Passage:
━━━
Yes, mixing 120V and 240V is possible, and many circuits are designed this way. That is why (almost) all 240V installations have a neutral wire. If you used only 240V loads, there would be no need for that neutral wire.
If you want to mix 240V and 120V on the same circuit, at least 4 wires will be needed. Call them L1, L2, N, and G (for Line1, Line2, Neutral, and Ground). The "3-wire" terminology was confusing. Hence 3-wire with ground is common, if a bit of a mouthful.
My tablesaw and jointer have 3 prongs on their plugs (L1, L2, and G) -- no neutral is needed, since only the 240V motor is used. My bandsaw has 3 prongs (L1, N, and G) If, however, I wanted to add a 120V light bulb at a 240V tool, 4 prongs would be needed (L1 L2 N & G). I would need to add the neutral wire to carry the 120V current. That's a hassle, which is why most people would just run a separate plug. :)
━━━
Extracted data entries:
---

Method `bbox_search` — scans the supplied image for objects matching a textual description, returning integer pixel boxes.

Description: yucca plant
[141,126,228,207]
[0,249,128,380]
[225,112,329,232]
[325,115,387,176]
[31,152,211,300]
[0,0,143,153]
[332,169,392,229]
━━━
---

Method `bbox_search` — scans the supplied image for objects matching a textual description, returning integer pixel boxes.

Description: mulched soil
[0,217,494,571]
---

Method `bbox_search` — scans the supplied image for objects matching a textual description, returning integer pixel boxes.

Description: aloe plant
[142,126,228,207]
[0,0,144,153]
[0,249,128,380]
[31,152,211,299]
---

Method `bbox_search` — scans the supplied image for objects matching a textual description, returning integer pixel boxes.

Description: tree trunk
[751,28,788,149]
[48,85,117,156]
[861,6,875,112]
━━━
What you are asked to do: Continue the passage on mixing 120V and 240V circuits, picking up after its final sentence.

Expected output:
Even if the startup surge would cause the current to exceed the breaker rating, the breaker probably would not open. Circuit breakers have what is called a time-current curve, which tells you how long a circuit breaker can carry excess current before it opens. Most breakers will carry 2x or 3x their rated current (ex: 30 or 45A on a 15A breaker) for ten seconds or so before they open; even short time delay models will do it for a second or so, which covers the startup surge. Google on "circuit breaker time current curve" to check it out for yourself.
Once you go above this level, the breaker will trip very quickly. For example, when a hot wire shorts to the neutral or ground, a current of many time the rated current occurs (10x? 20x?), and the breaker trips within milliseconds.
The general idea is that larger overcurrents trip quickly, but that 2x or 3x currents can run for a long time. This protects the wiring, which is one of the reasons for circuit breakers; a "shorted curcuit" level of overcurrent would damage wires quickly, but lower overcurrents would take a long time to overheat the wiring.

Calling qualified help is never a bad idea, but this sounds like a simple project. And this group will be helpful.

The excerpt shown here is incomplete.